■ What this task involves: Copy out exactly the lines from the one containing "[point] at the short" to the end of the records below, both included, and nothing else.

########

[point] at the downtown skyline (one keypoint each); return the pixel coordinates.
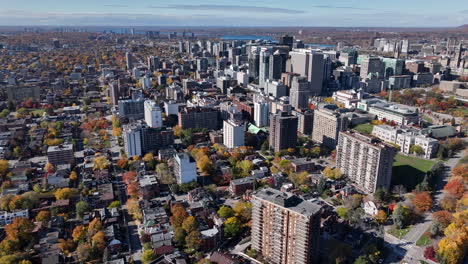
(321, 13)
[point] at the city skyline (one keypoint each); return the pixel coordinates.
(340, 13)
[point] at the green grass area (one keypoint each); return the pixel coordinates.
(409, 171)
(424, 240)
(364, 128)
(38, 111)
(428, 119)
(399, 233)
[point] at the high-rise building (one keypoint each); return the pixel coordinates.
(365, 161)
(132, 141)
(131, 108)
(129, 61)
(153, 63)
(196, 117)
(299, 93)
(114, 92)
(283, 131)
(264, 67)
(234, 134)
(61, 154)
(286, 40)
(261, 112)
(327, 126)
(371, 65)
(285, 227)
(153, 114)
(185, 168)
(309, 64)
(140, 139)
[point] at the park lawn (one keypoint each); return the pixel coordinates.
(424, 240)
(364, 128)
(399, 233)
(38, 111)
(409, 171)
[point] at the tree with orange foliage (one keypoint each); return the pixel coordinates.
(133, 189)
(179, 214)
(460, 171)
(129, 177)
(422, 201)
(443, 217)
(455, 187)
(79, 234)
(20, 229)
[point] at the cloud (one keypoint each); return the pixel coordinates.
(342, 7)
(238, 8)
(115, 5)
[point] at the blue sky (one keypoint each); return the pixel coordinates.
(390, 13)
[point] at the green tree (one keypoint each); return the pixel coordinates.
(225, 212)
(179, 236)
(148, 256)
(81, 208)
(232, 227)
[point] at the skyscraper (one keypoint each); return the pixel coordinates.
(299, 93)
(261, 112)
(264, 67)
(153, 114)
(283, 131)
(327, 126)
(309, 64)
(129, 60)
(285, 227)
(365, 160)
(371, 65)
(234, 134)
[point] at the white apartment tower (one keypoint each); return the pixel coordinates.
(234, 134)
(153, 114)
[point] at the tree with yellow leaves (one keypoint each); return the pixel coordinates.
(101, 163)
(66, 193)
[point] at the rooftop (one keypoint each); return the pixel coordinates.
(289, 201)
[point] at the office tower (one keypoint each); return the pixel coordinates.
(305, 124)
(275, 88)
(234, 134)
(371, 65)
(153, 63)
(261, 112)
(61, 154)
(287, 40)
(185, 168)
(131, 108)
(153, 114)
(202, 64)
(171, 108)
(132, 141)
(264, 67)
(393, 66)
(114, 92)
(309, 64)
(140, 139)
(275, 65)
(283, 131)
(285, 227)
(129, 61)
(254, 65)
(365, 161)
(299, 93)
(196, 117)
(327, 125)
(405, 44)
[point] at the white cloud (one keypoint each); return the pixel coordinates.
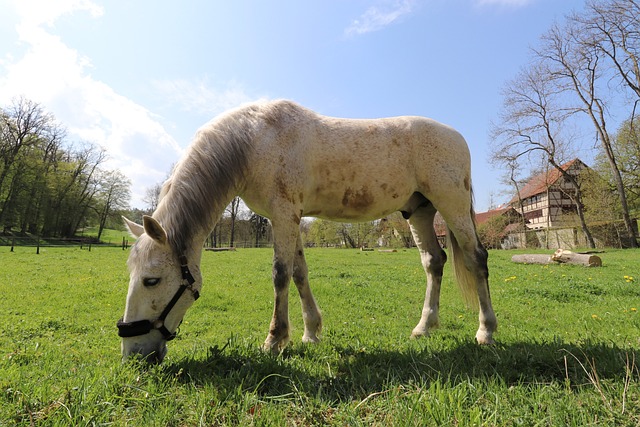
(380, 16)
(201, 97)
(57, 76)
(509, 3)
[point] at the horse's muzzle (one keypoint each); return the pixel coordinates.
(151, 351)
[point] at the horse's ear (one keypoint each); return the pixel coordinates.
(154, 229)
(135, 230)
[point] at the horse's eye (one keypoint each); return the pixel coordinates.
(150, 281)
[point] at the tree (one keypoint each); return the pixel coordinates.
(259, 227)
(576, 62)
(532, 123)
(233, 209)
(113, 195)
(152, 197)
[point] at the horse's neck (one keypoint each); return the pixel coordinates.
(190, 230)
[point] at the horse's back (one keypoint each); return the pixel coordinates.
(350, 169)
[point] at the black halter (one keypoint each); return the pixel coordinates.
(143, 327)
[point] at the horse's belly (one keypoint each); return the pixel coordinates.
(354, 203)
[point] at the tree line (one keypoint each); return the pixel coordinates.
(49, 185)
(583, 74)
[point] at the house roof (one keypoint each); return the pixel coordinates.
(483, 217)
(541, 182)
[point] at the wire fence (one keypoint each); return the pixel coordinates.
(49, 242)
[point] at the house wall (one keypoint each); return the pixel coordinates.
(551, 208)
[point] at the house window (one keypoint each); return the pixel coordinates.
(533, 214)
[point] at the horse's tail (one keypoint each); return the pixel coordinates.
(466, 279)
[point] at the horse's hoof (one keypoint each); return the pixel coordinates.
(310, 339)
(275, 346)
(419, 333)
(484, 338)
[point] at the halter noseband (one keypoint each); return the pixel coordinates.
(143, 327)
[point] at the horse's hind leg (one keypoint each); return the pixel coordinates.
(310, 312)
(469, 259)
(433, 260)
(284, 243)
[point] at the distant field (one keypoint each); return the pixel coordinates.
(567, 351)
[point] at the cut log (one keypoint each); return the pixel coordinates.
(532, 259)
(560, 256)
(569, 257)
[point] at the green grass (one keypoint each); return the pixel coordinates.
(567, 351)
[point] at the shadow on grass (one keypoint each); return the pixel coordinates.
(356, 373)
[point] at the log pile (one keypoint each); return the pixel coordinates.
(560, 256)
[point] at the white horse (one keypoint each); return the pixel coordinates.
(287, 162)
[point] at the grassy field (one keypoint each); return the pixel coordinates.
(567, 351)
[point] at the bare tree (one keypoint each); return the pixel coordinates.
(577, 67)
(233, 209)
(152, 197)
(115, 193)
(532, 123)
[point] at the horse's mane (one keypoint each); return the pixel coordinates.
(201, 184)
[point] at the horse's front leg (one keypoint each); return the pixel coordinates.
(284, 242)
(310, 312)
(433, 259)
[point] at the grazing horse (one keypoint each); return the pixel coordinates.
(287, 162)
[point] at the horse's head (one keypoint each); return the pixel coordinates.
(155, 302)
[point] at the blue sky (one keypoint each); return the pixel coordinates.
(139, 77)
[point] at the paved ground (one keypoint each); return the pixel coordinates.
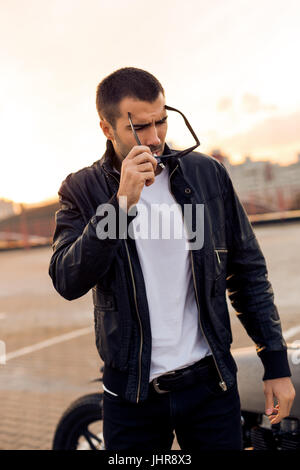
(36, 387)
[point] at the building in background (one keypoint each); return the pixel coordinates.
(7, 208)
(264, 186)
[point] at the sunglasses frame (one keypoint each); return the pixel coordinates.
(179, 153)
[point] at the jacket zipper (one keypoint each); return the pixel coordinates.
(222, 383)
(138, 315)
(140, 323)
(221, 250)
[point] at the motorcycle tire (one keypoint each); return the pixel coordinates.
(73, 429)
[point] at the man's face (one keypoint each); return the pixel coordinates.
(149, 120)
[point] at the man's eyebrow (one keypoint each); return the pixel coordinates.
(160, 121)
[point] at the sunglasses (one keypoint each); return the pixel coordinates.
(179, 153)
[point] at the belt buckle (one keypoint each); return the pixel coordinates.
(156, 386)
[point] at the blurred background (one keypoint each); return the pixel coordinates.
(231, 66)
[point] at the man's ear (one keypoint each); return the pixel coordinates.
(106, 129)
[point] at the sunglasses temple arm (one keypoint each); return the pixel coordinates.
(133, 130)
(186, 122)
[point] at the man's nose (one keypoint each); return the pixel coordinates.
(151, 137)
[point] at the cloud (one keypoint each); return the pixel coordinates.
(279, 131)
(224, 104)
(248, 103)
(252, 104)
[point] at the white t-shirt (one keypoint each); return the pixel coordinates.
(176, 336)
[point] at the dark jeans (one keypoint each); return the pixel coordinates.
(203, 417)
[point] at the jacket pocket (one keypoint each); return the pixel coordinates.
(112, 338)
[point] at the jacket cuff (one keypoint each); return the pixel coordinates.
(275, 363)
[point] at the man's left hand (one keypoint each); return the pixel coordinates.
(283, 390)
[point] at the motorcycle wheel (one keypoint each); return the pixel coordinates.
(80, 426)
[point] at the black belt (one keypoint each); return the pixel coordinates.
(182, 378)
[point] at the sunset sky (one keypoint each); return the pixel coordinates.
(232, 66)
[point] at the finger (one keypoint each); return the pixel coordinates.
(148, 177)
(283, 410)
(145, 157)
(142, 167)
(269, 405)
(137, 150)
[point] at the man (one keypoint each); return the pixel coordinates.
(161, 319)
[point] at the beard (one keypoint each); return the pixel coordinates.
(122, 150)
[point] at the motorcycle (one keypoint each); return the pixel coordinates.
(80, 426)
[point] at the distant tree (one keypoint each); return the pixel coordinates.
(295, 202)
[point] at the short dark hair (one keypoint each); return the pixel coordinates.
(125, 82)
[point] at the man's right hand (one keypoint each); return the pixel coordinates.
(137, 169)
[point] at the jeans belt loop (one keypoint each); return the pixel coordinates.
(156, 386)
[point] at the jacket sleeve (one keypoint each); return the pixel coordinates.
(80, 257)
(249, 289)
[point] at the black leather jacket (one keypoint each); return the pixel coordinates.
(230, 259)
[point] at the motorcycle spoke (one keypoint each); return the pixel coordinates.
(89, 436)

########

■ Result:
[point] at the short dark hair (one keypoint each); return the pixel coordinates.
(125, 82)
[point] at the man's right hand (one keypoint each); return the pixel coordinates.
(137, 169)
[point] at the jeans belt loop (one keypoint each); return the pixel coordinates.
(156, 386)
[point] at the jacket sleeve (one keypoint each); return the pixel coordinates.
(80, 257)
(249, 289)
[point] at the black leather jacket (one keypoint each); return the pixel coordinates.
(230, 259)
[point] at the motorcycle spoke (one keypoint each); return the pixel coordinates.
(89, 436)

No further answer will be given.